◆ Exercise details ◆
Leaving the pictures aside, transcribe every line below exactly.

[Image-grounded pointing data]
——

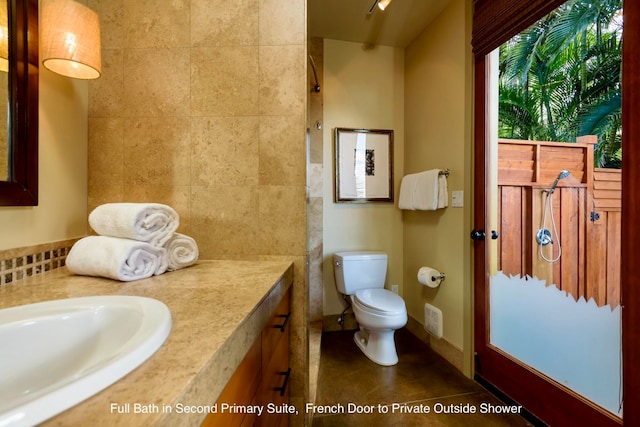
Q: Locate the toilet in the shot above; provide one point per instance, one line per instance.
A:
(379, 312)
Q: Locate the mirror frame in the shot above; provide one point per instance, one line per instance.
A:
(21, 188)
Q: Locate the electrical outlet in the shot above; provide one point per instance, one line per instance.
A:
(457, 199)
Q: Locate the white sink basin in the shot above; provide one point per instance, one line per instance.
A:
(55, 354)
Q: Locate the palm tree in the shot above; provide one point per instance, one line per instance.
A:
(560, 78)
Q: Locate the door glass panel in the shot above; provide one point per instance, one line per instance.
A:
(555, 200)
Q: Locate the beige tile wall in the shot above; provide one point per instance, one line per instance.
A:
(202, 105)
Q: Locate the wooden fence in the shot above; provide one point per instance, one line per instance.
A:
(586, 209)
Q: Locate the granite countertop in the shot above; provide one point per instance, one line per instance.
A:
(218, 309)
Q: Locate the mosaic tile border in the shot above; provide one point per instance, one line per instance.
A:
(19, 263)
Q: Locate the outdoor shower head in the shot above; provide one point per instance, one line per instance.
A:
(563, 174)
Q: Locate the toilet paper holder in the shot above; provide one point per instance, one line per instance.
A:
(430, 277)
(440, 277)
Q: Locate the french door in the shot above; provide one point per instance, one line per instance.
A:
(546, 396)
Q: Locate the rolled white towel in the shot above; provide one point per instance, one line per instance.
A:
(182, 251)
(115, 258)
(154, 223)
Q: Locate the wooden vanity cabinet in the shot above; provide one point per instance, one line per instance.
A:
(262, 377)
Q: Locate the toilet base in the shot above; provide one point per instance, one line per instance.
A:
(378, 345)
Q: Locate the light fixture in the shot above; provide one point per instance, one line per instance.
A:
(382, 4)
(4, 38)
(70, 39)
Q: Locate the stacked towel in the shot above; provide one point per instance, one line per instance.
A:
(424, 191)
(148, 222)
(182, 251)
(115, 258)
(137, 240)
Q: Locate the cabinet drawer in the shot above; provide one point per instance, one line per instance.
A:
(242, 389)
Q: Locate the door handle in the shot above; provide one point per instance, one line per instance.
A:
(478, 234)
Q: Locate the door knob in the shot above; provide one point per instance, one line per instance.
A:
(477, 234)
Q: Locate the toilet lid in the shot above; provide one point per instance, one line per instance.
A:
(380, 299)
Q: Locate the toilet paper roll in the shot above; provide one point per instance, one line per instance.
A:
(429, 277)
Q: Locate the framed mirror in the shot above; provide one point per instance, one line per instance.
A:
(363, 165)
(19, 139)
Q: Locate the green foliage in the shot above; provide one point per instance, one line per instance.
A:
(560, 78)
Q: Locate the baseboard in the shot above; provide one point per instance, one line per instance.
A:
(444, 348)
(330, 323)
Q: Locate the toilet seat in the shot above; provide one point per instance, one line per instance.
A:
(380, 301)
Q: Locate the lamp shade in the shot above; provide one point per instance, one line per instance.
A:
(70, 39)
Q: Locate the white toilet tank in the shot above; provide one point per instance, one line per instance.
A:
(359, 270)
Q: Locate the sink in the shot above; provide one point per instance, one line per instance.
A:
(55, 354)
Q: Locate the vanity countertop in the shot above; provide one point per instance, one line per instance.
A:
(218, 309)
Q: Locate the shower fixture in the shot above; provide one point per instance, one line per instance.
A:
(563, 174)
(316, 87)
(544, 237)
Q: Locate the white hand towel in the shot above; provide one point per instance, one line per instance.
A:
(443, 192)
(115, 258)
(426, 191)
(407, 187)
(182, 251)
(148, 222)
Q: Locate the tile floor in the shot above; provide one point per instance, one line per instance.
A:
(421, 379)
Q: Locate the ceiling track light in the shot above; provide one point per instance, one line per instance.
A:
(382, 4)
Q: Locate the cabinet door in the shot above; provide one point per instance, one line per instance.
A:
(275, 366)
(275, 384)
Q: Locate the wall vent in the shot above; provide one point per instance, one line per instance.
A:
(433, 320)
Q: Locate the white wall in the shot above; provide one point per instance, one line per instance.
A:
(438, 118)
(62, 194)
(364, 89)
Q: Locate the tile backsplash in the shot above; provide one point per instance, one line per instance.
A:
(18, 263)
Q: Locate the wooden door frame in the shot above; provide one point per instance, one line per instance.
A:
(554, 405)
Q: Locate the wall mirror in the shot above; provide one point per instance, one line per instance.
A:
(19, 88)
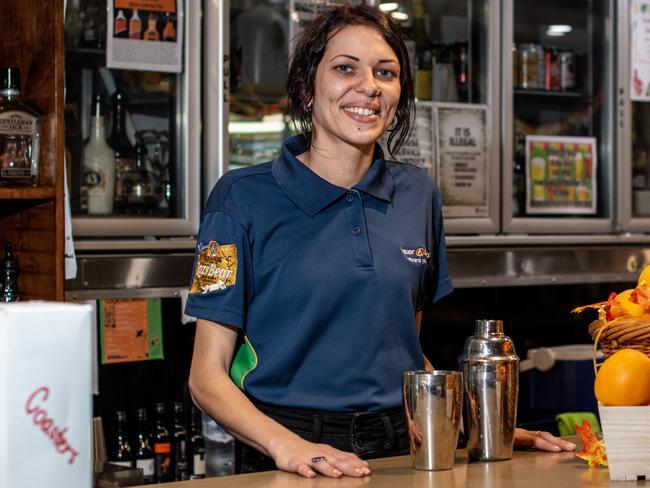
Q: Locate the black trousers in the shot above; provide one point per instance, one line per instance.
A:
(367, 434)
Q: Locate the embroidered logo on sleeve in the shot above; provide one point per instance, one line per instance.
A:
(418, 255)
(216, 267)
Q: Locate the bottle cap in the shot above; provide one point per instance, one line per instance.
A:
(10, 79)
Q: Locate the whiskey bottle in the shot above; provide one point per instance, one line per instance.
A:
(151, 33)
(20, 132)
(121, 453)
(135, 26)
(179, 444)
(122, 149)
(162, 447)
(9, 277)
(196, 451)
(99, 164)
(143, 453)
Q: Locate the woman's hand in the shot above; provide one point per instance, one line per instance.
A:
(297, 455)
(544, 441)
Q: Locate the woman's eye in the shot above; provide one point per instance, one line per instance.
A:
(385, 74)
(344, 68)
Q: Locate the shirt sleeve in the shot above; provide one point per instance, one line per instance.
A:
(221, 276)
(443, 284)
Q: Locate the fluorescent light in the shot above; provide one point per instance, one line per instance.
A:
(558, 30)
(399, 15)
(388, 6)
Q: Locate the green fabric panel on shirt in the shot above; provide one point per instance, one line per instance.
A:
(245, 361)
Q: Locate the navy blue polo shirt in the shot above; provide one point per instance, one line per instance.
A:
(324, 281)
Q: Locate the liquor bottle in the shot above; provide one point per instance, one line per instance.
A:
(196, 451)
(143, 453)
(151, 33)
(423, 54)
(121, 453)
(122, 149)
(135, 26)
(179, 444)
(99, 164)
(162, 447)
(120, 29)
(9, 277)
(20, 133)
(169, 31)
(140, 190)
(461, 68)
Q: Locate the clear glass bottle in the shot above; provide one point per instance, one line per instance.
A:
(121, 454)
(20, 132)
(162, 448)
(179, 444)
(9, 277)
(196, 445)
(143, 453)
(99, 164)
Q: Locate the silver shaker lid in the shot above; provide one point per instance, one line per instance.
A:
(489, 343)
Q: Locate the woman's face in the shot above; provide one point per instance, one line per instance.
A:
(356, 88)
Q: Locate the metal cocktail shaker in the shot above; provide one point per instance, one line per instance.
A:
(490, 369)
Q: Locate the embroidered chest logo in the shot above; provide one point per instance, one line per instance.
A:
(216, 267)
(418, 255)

——

◆ Response to this exercise ◆
Q: Locate the toilet in the shot above; provide one point per instance, one line per instance.
A:
(379, 312)
Q: Locate the mirror frame in the shot above; provide one point per instance, one line per instance.
A:
(21, 188)
Q: Locate the electrical outlet in the shot above; provide one point per instance, one line per instance.
A:
(457, 199)
Q: Locate the white sink basin in the shot above; provide one point per instance, one line per instance.
A:
(55, 354)
Q: Locate the palm tree in the shot above; provide one point per instance, one line per instance.
A:
(560, 78)
Q: Locate the door glass panel in the shot above; provide one point per instance, one line per instance.
A:
(555, 200)
Q: Locate the beige tile wall in the shot above; provide one point per instance, one line per instance.
A:
(202, 105)
Q: Locate the wooden fence in the shot above; provide one point per instance, one line per instance.
A:
(586, 209)
Q: Locate the granite countertop in the shot above; provide one point per instance, one line per instance.
A:
(218, 309)
Q: Locate the mosaic tile border in the shot above; provide one point per instance, one line per instance.
A:
(19, 263)
Q: Locate the outdoor shower head in the shot above; provide one point per instance, one line per instance.
A:
(563, 174)
Q: Locate the toilet paper holder in the shot above; provide one point per instance, one line per instance.
A:
(430, 277)
(440, 277)
Q: Locate the french door in the shot above; provide one point per instance, one line per instance.
A:
(546, 396)
Q: Locate the rolled white towel in the shot above; provide one point per instance, one line per instance.
A:
(182, 251)
(115, 258)
(154, 223)
Q: Locate the wooden vanity cabinet in the shot above; provide one point per instance, one line per instance.
A:
(262, 377)
Q: Locate the toilet base in the shot above; provide one point per instance, one line per instance.
A:
(378, 345)
Q: Locate the light fixture in the shot above; provide one point per instance, one line per instance.
A:
(382, 4)
(4, 38)
(70, 39)
Q: Locate the stacked towel in the shot above; provide one point per instance, one line per instance.
A:
(424, 191)
(148, 222)
(182, 251)
(115, 258)
(137, 240)
Q: Locate the cabinet drawer in the shot above; provide one point per instance, one line per instance.
A:
(242, 389)
Q: Locate the door handle in the shot above; provide one point per instance, one line per instance.
A:
(478, 234)
Q: Locate the door knob in the shot above; provide one point per instance, one line per instance.
A:
(477, 234)
Q: Locate the toilet lid in the shot above; provide one point per instance, one line per instance.
A:
(380, 299)
Q: Locate the toilet paper roll in the shot above; provide one point per instance, one line per instance.
A:
(429, 277)
Q: Locate the framed mirror in the shot above; provide one point per instance, one line per instance.
A:
(363, 165)
(19, 139)
Q: Locate the green foliage in the shot above; provide one point per instance, one line per instance.
A:
(560, 78)
Q: Locate the baseboard in the shot above; provide one point per instance, one line per instance.
A:
(444, 348)
(330, 323)
Q: Locate the toilet seat in the shot above; provide one point per instance, one line per instance.
A:
(380, 301)
Q: Locate the lamp shade in the shot above; provide one point per instance, one line per instance.
A:
(70, 39)
Q: Locate the white toilet tank in the shot above; provide one point per instance, one line per instance.
A:
(359, 270)
Q: Locate the sink in the shot above; provide one point per instance, one line per instance.
A:
(55, 354)
Q: Locate the vanity countertop in the shot above; provide one point per instance, one line per instance.
A:
(218, 309)
Q: Locate the shower fixture in the shot above; provide one point per instance, one line per instance.
A:
(563, 174)
(316, 87)
(544, 237)
Q: Locate the white hand towel in the shot above; provide one point per instance, one line per instance.
A:
(443, 192)
(115, 258)
(426, 191)
(407, 187)
(182, 251)
(148, 222)
Q: Locate the tile floor in the shot above; provide one point per instance, one line per instance.
A:
(421, 379)
Q: Locate the ceiling track light in the shot above; provide one point per instance, one line per instance.
A:
(382, 4)
Q: Locate the cabinet door in the shot above; provide one point per instance, one line per instance.
A:
(275, 366)
(275, 384)
Q: Locate the wall vent in the shot above; provide one point per instance, one line per instance.
A:
(433, 320)
Q: Locate the white wall in the shot above; provide one point per instance, one line per instance.
A:
(438, 118)
(62, 194)
(364, 89)
Q: Locate the tile backsplash in the shot above; provide one point per instance, one line per instance.
A:
(18, 263)
Q: Locate the wooden door frame in the shot above; provide one point per instance, one line per instance.
A:
(554, 405)
Q: Locate the wall mirror in the shot above; provide one point per instance, one line per instance.
A:
(19, 88)
Q: Locate the black trousers in the shot above; provide one point per instance, one line per instance.
A:
(367, 434)
Q: Locate the embroidered logo on sleeve in the shot above; provide one point per instance, one line per instance.
A:
(418, 255)
(216, 267)
Q: Locate the bottle cap in the shot above; provide one point per instance, one line per instance.
A:
(10, 79)
Q: Locate the whiskey bottle in the shot above; provide one point per instance, one line per instance.
A:
(151, 33)
(20, 132)
(121, 453)
(135, 26)
(179, 444)
(122, 149)
(162, 447)
(9, 277)
(196, 451)
(99, 164)
(143, 453)
Q: Locate the woman's hand in the shot above; provide one point per instance, one line per instance.
A:
(297, 455)
(544, 441)
Q: Locate the woman's eye in the shot above; provide one point per instance, one line per instance.
A:
(385, 74)
(344, 68)
Q: Locate the shirt sleeve in the shot above; provide one point per instance, one line per instance.
A:
(221, 276)
(443, 284)
Q: Locate the fluorescent light in the shot above; provide one point per instance, one line per instance.
A:
(558, 30)
(399, 15)
(388, 6)
Q: Locate the green fabric panel on shirt in the shot above; provide one point per instance, one line per instance.
A:
(245, 361)
Q: Locate the navy blue polo shirt in the shot above; provide one point per instance, one line per instance.
A:
(324, 281)
Q: Locate the liquor bottle in the shot above; provide one point per instance, one line per instance.
A:
(196, 451)
(143, 453)
(151, 33)
(423, 54)
(121, 453)
(122, 149)
(135, 26)
(179, 444)
(99, 164)
(162, 447)
(120, 29)
(9, 277)
(20, 133)
(169, 31)
(140, 190)
(461, 68)
Q: Locate the clear glass bottle in the shot above; provide one point per instance, one line per instance.
A:
(121, 454)
(20, 132)
(162, 448)
(179, 444)
(9, 277)
(196, 445)
(143, 453)
(99, 164)
Q: Locate the silver shaker lid in the shot above; provide one point per instance, one line per instance.
A:
(489, 343)
Q: Locate the woman's face in the shot above; provide one point per instance, one line per instance.
A:
(356, 88)
Q: Locate the metal cocktail shaker in the shot above; provide one point per instance, one line per instance.
A:
(490, 369)
Q: Locate the embroidered chest logo in the shot above; provide one point per instance, one line per instance.
A:
(216, 267)
(418, 255)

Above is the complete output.